• _WORK INSTRUCTION_:
Which lines in the records below contain the word "pixel"? Copy each one out.

--- DATA LISTING Enclosed Below ---

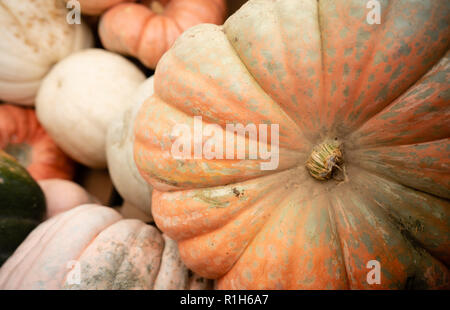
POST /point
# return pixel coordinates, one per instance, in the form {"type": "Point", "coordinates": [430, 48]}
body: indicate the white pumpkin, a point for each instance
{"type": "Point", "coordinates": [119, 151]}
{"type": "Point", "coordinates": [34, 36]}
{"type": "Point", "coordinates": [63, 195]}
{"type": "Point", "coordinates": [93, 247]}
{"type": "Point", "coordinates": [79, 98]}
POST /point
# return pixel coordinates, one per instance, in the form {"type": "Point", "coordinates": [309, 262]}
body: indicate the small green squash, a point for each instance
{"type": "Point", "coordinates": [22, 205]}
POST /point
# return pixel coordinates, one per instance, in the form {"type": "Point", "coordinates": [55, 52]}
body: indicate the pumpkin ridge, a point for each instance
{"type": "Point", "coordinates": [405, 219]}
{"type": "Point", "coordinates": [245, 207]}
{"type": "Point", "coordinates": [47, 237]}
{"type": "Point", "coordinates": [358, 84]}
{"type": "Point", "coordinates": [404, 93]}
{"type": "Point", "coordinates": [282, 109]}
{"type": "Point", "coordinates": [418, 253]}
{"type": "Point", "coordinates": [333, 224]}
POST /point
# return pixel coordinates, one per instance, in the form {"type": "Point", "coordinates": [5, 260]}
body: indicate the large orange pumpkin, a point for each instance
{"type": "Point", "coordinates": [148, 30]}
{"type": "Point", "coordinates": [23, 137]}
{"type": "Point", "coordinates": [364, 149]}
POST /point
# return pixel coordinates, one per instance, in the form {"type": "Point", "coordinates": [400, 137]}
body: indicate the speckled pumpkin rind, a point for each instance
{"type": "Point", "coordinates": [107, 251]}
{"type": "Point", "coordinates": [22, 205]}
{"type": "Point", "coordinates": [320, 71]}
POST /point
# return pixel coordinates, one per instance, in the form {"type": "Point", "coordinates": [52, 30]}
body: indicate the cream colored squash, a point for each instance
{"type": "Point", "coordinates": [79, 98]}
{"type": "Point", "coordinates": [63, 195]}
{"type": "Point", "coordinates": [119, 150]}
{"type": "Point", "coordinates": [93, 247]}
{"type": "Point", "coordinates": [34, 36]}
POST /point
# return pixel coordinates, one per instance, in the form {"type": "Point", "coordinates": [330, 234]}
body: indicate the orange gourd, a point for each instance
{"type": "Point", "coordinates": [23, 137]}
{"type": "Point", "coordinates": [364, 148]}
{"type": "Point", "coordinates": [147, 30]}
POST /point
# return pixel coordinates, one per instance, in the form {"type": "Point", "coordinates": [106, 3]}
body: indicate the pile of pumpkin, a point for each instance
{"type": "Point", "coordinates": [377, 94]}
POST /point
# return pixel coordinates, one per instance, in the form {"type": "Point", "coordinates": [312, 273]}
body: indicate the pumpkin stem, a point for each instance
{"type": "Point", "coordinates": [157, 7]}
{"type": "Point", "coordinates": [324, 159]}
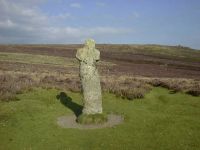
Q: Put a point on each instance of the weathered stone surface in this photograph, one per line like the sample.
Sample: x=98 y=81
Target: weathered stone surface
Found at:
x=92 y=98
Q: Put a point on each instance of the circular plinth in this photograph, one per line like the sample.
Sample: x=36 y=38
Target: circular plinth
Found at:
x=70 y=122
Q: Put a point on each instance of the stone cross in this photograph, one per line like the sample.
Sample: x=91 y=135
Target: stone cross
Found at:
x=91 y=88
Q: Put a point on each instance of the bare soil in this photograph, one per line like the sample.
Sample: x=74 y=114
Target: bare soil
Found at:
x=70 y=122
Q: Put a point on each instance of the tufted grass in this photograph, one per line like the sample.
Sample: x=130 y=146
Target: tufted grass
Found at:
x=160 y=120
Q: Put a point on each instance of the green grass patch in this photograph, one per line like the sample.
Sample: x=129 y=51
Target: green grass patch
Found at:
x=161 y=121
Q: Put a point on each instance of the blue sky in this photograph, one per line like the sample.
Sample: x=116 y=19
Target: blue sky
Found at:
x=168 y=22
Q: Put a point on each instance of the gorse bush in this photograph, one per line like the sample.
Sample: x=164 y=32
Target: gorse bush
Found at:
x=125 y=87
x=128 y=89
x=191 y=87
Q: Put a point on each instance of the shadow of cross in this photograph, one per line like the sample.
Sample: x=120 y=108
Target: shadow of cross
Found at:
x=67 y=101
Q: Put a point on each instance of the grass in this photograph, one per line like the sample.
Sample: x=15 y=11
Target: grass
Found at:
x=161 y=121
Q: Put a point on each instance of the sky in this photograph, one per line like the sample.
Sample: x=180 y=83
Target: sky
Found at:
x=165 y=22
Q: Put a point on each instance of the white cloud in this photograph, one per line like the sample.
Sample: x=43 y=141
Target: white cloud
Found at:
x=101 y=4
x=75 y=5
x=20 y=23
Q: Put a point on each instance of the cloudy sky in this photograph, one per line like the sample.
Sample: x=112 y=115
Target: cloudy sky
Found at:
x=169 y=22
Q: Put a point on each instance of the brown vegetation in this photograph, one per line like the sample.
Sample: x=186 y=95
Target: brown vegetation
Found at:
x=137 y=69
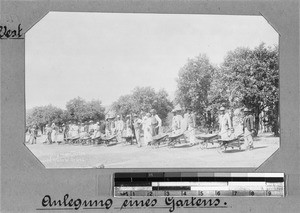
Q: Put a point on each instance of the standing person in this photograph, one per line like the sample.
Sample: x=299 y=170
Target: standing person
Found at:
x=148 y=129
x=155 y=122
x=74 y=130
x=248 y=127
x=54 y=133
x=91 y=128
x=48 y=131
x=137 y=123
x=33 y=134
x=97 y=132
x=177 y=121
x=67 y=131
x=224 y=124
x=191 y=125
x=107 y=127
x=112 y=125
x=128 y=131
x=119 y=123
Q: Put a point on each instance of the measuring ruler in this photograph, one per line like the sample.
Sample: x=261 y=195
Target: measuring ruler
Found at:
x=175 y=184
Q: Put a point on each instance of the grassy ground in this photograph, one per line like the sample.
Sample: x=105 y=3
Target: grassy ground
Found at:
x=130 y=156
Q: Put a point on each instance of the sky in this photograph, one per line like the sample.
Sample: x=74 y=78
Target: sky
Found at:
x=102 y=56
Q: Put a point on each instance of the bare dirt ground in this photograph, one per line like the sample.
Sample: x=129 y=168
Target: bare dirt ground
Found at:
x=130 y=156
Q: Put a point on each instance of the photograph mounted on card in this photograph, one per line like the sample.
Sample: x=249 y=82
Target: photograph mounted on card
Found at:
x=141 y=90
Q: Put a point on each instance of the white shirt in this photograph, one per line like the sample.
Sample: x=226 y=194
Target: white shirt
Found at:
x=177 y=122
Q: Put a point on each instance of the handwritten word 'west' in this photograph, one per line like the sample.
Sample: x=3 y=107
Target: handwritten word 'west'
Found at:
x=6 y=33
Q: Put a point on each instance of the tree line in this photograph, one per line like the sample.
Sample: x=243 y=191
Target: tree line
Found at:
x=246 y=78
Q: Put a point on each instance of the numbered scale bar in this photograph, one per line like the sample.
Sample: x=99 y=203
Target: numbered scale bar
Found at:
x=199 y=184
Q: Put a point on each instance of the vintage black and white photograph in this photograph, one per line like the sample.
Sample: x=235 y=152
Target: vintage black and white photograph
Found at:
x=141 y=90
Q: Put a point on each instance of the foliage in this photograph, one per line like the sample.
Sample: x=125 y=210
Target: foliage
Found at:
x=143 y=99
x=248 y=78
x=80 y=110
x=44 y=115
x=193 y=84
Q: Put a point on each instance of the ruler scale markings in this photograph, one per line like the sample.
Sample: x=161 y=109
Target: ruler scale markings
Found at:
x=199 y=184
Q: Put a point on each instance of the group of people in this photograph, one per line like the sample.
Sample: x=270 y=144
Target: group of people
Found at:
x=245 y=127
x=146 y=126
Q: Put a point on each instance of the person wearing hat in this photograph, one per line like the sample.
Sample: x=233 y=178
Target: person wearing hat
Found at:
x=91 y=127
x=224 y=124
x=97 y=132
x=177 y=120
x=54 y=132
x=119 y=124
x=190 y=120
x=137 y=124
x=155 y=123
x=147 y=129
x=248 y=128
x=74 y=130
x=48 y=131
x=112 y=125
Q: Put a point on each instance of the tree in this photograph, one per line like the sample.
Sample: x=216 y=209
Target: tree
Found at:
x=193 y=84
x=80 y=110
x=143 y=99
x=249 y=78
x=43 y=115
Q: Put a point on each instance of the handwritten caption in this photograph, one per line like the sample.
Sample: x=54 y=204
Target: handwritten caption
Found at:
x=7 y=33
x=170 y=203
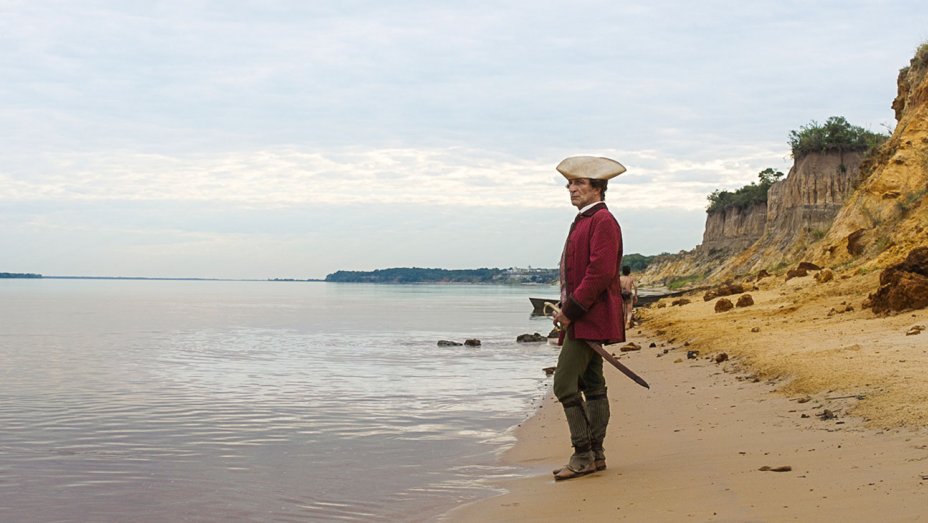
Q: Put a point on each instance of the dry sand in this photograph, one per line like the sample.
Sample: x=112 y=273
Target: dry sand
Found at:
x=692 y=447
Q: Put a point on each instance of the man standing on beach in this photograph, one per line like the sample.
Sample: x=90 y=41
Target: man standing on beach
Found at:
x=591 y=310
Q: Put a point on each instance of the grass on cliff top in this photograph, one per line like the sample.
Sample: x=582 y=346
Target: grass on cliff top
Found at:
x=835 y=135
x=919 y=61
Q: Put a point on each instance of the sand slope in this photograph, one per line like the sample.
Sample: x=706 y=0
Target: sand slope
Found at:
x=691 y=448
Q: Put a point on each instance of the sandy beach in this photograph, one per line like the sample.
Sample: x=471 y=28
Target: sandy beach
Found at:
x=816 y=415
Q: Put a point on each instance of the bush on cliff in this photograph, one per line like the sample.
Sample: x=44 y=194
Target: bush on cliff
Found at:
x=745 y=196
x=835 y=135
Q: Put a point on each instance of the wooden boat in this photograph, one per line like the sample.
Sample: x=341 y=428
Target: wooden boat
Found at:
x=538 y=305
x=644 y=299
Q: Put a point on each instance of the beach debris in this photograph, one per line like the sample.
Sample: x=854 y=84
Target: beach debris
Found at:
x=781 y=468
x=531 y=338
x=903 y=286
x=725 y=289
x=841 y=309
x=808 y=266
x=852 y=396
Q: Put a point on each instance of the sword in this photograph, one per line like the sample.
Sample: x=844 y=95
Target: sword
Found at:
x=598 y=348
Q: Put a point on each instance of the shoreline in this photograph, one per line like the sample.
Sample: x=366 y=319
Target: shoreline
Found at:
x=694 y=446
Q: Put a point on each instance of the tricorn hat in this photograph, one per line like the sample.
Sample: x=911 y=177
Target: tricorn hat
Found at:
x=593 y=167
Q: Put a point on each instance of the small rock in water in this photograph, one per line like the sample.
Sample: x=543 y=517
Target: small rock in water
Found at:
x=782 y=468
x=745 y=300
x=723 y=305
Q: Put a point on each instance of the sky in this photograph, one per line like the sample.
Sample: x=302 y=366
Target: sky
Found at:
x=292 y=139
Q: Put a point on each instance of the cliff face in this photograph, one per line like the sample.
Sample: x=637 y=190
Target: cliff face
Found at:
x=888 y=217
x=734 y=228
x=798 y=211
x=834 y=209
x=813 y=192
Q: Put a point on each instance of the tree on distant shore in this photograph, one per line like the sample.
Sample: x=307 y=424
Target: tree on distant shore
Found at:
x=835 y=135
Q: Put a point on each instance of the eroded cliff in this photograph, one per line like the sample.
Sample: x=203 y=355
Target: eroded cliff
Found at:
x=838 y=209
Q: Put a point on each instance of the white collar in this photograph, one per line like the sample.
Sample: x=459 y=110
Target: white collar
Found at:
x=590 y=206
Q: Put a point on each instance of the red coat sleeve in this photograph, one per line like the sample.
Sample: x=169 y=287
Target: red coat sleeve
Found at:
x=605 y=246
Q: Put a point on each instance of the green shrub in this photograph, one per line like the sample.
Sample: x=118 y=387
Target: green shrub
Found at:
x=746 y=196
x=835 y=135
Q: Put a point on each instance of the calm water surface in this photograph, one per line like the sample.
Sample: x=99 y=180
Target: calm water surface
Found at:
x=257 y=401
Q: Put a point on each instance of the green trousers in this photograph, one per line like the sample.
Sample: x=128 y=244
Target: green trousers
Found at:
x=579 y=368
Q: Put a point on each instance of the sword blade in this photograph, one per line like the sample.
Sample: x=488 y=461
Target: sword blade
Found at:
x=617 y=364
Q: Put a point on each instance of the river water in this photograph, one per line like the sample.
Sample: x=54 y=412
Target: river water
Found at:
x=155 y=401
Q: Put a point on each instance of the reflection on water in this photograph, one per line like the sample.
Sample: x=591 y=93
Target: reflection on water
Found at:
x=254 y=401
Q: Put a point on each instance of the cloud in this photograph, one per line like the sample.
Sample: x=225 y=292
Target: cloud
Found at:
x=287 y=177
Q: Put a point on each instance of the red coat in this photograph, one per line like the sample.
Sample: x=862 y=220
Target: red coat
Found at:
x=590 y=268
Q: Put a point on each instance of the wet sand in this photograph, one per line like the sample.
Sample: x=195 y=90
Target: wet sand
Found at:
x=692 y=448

--- End of Enclosed DATA LISTING ---

• _ANSWER SPACE_:
# return pixel coordinates, one per instance, in the form {"type": "Point", "coordinates": [430, 48]}
# return pixel coordinates, one per instance, in the form {"type": "Point", "coordinates": [309, 262]}
# return pixel coordinates, one per instance, in the form {"type": "Point", "coordinates": [55, 52]}
# return pixel coordinates, one per instance, in the form {"type": "Point", "coordinates": [5, 260]}
# return pixel coordinates, one per instance, in the form {"type": "Point", "coordinates": [400, 137]}
# return pixel coordinates, one per instance, in the form {"type": "Point", "coordinates": [52, 30]}
# return pixel coordinates, one per instance, in the form {"type": "Point", "coordinates": [330, 234]}
# return pixel coordinates, one per instance, in the form {"type": "Point", "coordinates": [106, 3]}
# return pixel coordinates, one per instance, in the form {"type": "Point", "coordinates": [312, 273]}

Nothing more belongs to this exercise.